BEGIN LISTING

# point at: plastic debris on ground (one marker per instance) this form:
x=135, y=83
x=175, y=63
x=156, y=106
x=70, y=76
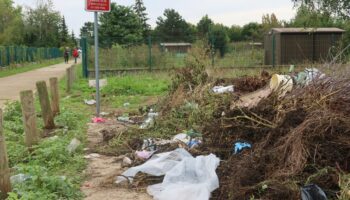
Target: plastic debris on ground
x=149, y=120
x=149, y=145
x=93, y=155
x=238, y=147
x=73, y=145
x=191, y=138
x=90, y=102
x=125, y=119
x=19, y=178
x=312, y=192
x=103, y=83
x=186, y=177
x=98, y=120
x=144, y=155
x=223, y=89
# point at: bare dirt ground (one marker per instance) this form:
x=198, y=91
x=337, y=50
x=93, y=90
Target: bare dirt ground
x=11, y=86
x=102, y=170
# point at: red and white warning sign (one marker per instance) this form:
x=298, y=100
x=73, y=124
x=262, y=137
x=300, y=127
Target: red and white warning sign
x=98, y=5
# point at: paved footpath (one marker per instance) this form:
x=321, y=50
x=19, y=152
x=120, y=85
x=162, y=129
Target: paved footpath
x=11, y=86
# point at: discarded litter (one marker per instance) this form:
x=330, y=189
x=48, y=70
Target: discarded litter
x=126, y=162
x=223, y=89
x=149, y=145
x=98, y=120
x=90, y=102
x=238, y=147
x=73, y=145
x=144, y=155
x=93, y=155
x=185, y=178
x=149, y=120
x=19, y=178
x=103, y=83
x=312, y=192
x=283, y=83
x=125, y=119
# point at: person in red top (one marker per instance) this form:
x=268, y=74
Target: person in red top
x=75, y=54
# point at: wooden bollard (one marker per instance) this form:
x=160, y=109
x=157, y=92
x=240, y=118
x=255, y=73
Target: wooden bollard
x=45, y=105
x=29, y=118
x=55, y=98
x=5, y=184
x=69, y=79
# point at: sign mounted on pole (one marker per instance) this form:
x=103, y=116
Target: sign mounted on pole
x=98, y=5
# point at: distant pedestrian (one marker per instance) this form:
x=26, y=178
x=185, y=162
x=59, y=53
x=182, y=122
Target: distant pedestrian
x=75, y=55
x=66, y=55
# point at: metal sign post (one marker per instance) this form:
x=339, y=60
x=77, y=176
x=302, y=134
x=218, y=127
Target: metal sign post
x=97, y=6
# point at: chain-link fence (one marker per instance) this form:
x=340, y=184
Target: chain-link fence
x=19, y=54
x=153, y=53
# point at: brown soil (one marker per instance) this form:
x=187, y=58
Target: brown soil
x=101, y=171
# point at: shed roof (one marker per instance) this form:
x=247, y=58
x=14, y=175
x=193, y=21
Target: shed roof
x=175, y=44
x=308, y=30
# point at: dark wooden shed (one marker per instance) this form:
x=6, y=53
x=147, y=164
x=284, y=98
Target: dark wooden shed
x=284, y=46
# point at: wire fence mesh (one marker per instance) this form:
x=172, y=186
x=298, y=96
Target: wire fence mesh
x=20, y=54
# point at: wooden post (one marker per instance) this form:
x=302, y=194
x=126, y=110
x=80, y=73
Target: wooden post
x=5, y=184
x=45, y=105
x=69, y=79
x=29, y=118
x=55, y=98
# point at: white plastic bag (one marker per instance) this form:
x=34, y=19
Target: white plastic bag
x=186, y=178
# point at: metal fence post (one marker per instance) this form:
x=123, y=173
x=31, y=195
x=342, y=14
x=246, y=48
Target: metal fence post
x=150, y=53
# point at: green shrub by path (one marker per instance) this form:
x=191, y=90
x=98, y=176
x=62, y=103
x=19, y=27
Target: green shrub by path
x=52, y=172
x=25, y=67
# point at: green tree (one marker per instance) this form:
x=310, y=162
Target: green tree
x=11, y=23
x=235, y=33
x=140, y=11
x=120, y=26
x=173, y=28
x=87, y=31
x=270, y=21
x=252, y=31
x=42, y=26
x=204, y=26
x=219, y=39
x=64, y=32
x=339, y=8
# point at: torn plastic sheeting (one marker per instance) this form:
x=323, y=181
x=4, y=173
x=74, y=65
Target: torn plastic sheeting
x=186, y=177
x=238, y=147
x=191, y=179
x=98, y=120
x=223, y=89
x=90, y=102
x=158, y=165
x=312, y=192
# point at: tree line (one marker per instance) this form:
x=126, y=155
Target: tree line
x=40, y=26
x=127, y=25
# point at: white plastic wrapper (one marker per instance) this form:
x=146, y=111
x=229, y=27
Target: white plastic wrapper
x=186, y=177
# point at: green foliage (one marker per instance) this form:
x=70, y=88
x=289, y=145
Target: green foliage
x=252, y=31
x=173, y=28
x=204, y=26
x=120, y=26
x=42, y=26
x=11, y=23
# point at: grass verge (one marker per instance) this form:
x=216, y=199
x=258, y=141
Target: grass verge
x=28, y=67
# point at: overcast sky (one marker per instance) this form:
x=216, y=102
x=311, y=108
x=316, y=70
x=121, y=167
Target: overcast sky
x=227, y=12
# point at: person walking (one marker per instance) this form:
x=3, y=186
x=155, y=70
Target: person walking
x=66, y=55
x=75, y=55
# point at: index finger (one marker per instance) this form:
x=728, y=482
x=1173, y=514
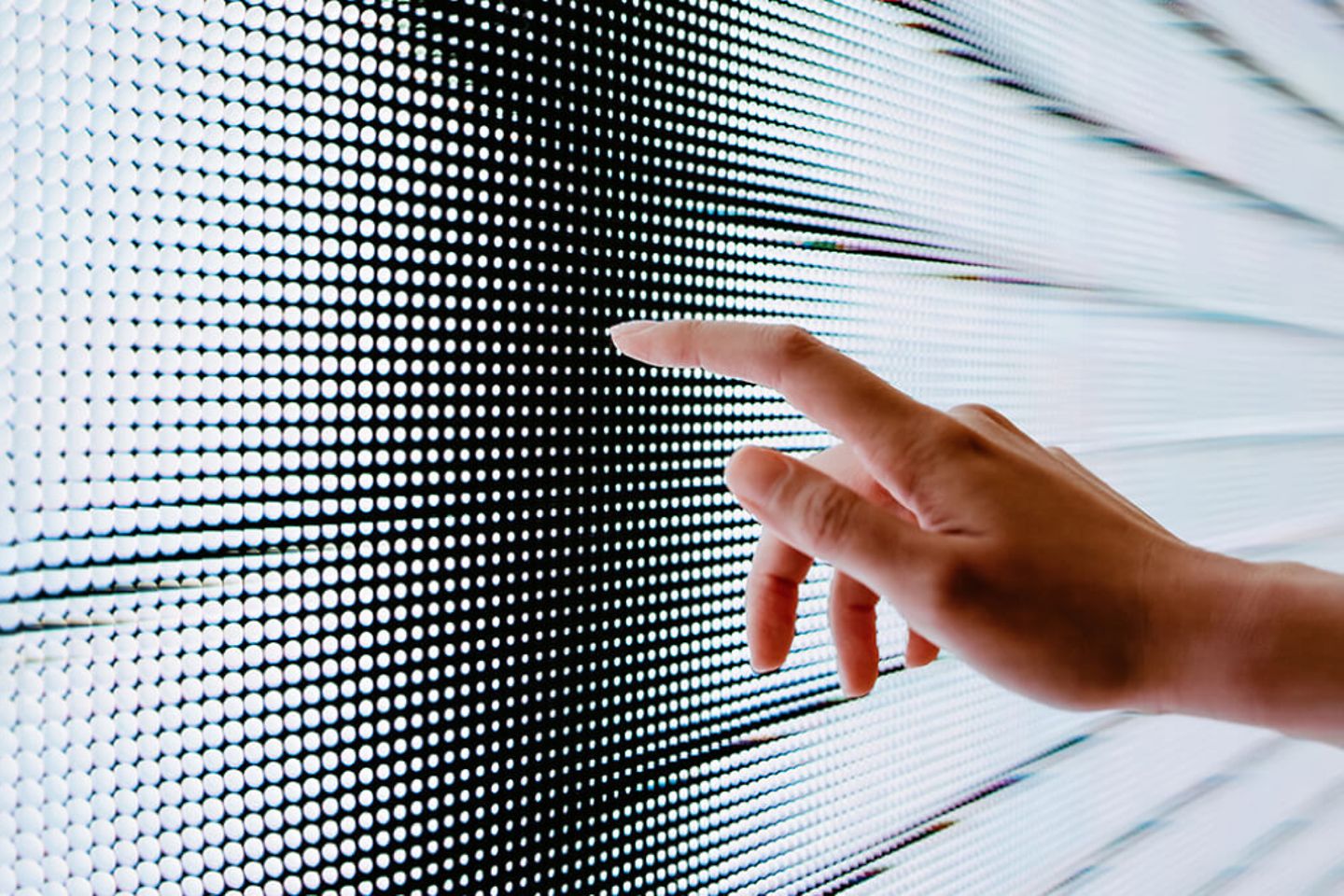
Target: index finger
x=833, y=390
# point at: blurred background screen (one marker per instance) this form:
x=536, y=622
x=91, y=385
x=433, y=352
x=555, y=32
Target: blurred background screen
x=341, y=553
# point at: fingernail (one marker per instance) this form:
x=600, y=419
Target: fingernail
x=753, y=473
x=629, y=328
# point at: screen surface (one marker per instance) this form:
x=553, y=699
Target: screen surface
x=341, y=553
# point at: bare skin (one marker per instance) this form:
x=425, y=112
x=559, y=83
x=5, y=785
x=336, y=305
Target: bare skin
x=1013, y=555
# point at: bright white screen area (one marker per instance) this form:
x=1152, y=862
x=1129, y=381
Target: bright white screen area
x=341, y=553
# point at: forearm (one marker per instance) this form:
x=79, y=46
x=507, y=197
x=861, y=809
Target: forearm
x=1264, y=644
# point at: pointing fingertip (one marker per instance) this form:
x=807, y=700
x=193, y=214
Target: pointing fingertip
x=753, y=473
x=629, y=328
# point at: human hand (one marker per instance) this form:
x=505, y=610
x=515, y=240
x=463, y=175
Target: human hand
x=1011, y=553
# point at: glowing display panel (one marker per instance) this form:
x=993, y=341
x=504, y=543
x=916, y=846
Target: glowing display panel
x=341, y=553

END LISTING

WHAT TO PRODUCE: Quote all the lines above exactly as given. Do not include the pictures.

RESULT FOR THIS TASK:
# point at: plastic debris on ground (one marker per instance) this form:
x=135, y=83
x=175, y=63
x=156, y=106
x=70, y=76
Target: plastic debris on ground
x=149, y=120
x=149, y=145
x=93, y=155
x=238, y=147
x=73, y=145
x=191, y=138
x=90, y=102
x=125, y=119
x=19, y=178
x=312, y=192
x=103, y=83
x=186, y=177
x=98, y=120
x=144, y=155
x=223, y=89
# point at: bare dirt ground (one marker per instance) this form:
x=198, y=91
x=337, y=50
x=93, y=90
Target: bare dirt ground
x=11, y=86
x=102, y=170
# point at: red and white warning sign (one marker per instance) this form:
x=298, y=100
x=73, y=124
x=262, y=137
x=300, y=127
Target: red and white warning sign
x=98, y=5
# point at: paved footpath (one marker per instance) this form:
x=321, y=50
x=19, y=152
x=120, y=85
x=162, y=129
Target: paved footpath
x=11, y=86
# point at: discarded litter (one marker per instance) this form:
x=330, y=189
x=48, y=70
Target: discarded litter
x=126, y=162
x=223, y=89
x=149, y=145
x=98, y=120
x=90, y=102
x=238, y=147
x=73, y=145
x=144, y=155
x=93, y=155
x=185, y=178
x=149, y=120
x=19, y=178
x=103, y=83
x=312, y=192
x=283, y=83
x=125, y=119
# point at: person in red top (one marker per instance) this form:
x=268, y=74
Target: person in red top
x=75, y=54
# point at: wooden bollard (one marker per instance) this form:
x=160, y=109
x=157, y=92
x=240, y=118
x=255, y=73
Target: wooden bollard
x=45, y=105
x=29, y=118
x=55, y=98
x=5, y=184
x=69, y=79
# point at: sign mounted on pole (one marker per instance) this form:
x=103, y=116
Target: sign mounted on pole
x=98, y=5
# point at: distant pedestrian (one marker per instance) this form:
x=26, y=178
x=185, y=162
x=59, y=53
x=182, y=122
Target: distant pedestrian
x=75, y=55
x=66, y=55
# point at: metal sign post (one marker per instance) this form:
x=339, y=60
x=77, y=176
x=302, y=134
x=218, y=127
Target: metal sign post
x=97, y=6
# point at: chain-link fence (one marker per instance) this form:
x=340, y=184
Target: chain-link fence
x=19, y=54
x=153, y=53
# point at: brown soil (one marker per instance) this form:
x=187, y=58
Target: brown soil
x=101, y=171
# point at: shed roof (one marker per instance) this form:
x=247, y=58
x=14, y=175
x=193, y=21
Target: shed roof
x=175, y=44
x=308, y=30
# point at: dark wooden shed (one marker per instance) this form:
x=6, y=53
x=147, y=164
x=284, y=98
Target: dark wooden shed
x=284, y=46
# point at: wire fence mesh (one marker per instance) this form:
x=172, y=186
x=298, y=96
Target: wire fence mesh
x=20, y=54
# point at: wooden post (one marker per instance) this form:
x=302, y=194
x=126, y=110
x=80, y=73
Target: wooden post
x=5, y=184
x=45, y=105
x=69, y=79
x=29, y=118
x=55, y=98
# point at: white plastic bag (one marker per instance) this form:
x=34, y=19
Target: white plastic bag
x=186, y=178
# point at: metal fence post (one marker per instance) this form:
x=123, y=173
x=31, y=195
x=342, y=14
x=246, y=48
Target: metal fence post
x=150, y=53
# point at: green shrub by path (one marker per instance) this form:
x=191, y=90
x=98, y=176
x=62, y=103
x=19, y=27
Target: green shrub by path
x=52, y=172
x=25, y=67
# point at: green tree (one marker per instance) this form:
x=310, y=162
Target: green tree
x=11, y=23
x=235, y=33
x=140, y=11
x=120, y=26
x=173, y=28
x=87, y=31
x=270, y=21
x=252, y=31
x=42, y=26
x=204, y=26
x=219, y=39
x=64, y=32
x=339, y=8
# point at: torn plastic sheeting (one marker per instance) this form:
x=323, y=181
x=4, y=173
x=74, y=65
Target: torn plastic sheeting
x=186, y=177
x=238, y=147
x=191, y=179
x=98, y=120
x=223, y=89
x=90, y=102
x=158, y=165
x=312, y=192
# point at: tree line (one marker per instance) this form:
x=126, y=155
Target: tree line
x=40, y=26
x=127, y=25
# point at: white plastic wrapper (one marker per instance) this form:
x=146, y=111
x=229, y=27
Target: white plastic wrapper
x=186, y=177
# point at: green foliage (one marker per instance) this form:
x=70, y=88
x=289, y=145
Target: green foliage
x=252, y=31
x=173, y=28
x=204, y=26
x=120, y=26
x=42, y=26
x=11, y=23
# point at: grass verge (one marker per instance) this form:
x=216, y=199
x=258, y=141
Target: grass verge
x=28, y=67
# point at: overcast sky (one marker per instance) this form:
x=216, y=102
x=311, y=108
x=316, y=70
x=121, y=167
Target: overcast sky
x=227, y=12
# point at: person walking (one marker per instance) this form:
x=3, y=186
x=155, y=70
Target: person walking
x=66, y=55
x=75, y=55
# point at: index finger (one marker per instance) this form:
x=728, y=482
x=1173, y=514
Target: index finger
x=833, y=390
# point at: blurred background screen (one marker per instance) this form:
x=536, y=622
x=91, y=385
x=433, y=352
x=555, y=32
Target: blurred background screen
x=341, y=553
# point at: fingernail (one marker per instance) this form:
x=600, y=419
Target: fingernail
x=753, y=473
x=629, y=328
# point at: screen surface (one marker per instance) this form:
x=553, y=699
Target: screen surface
x=341, y=553
# point at: bare skin (one marker per instance) this form:
x=425, y=112
x=559, y=83
x=5, y=785
x=336, y=305
Target: bare skin
x=1013, y=555
# point at: bright white screen area (one marker per instance) this form:
x=1152, y=862
x=1129, y=381
Target: bright white screen area
x=341, y=553
# point at: forearm (one marker per instance) this form:
x=79, y=46
x=507, y=197
x=861, y=809
Target: forearm
x=1264, y=644
# point at: pointing fingertip (one marker per instance) this form:
x=807, y=700
x=193, y=214
Target: pointing fingertip
x=753, y=473
x=629, y=328
# point at: human hand (one marker per instance) this form:
x=505, y=610
x=515, y=240
x=463, y=175
Target: human hand
x=1011, y=553
# point at: glowing display panel (one marker per instance) this form:
x=993, y=341
x=504, y=543
x=916, y=846
Target: glowing display panel
x=341, y=553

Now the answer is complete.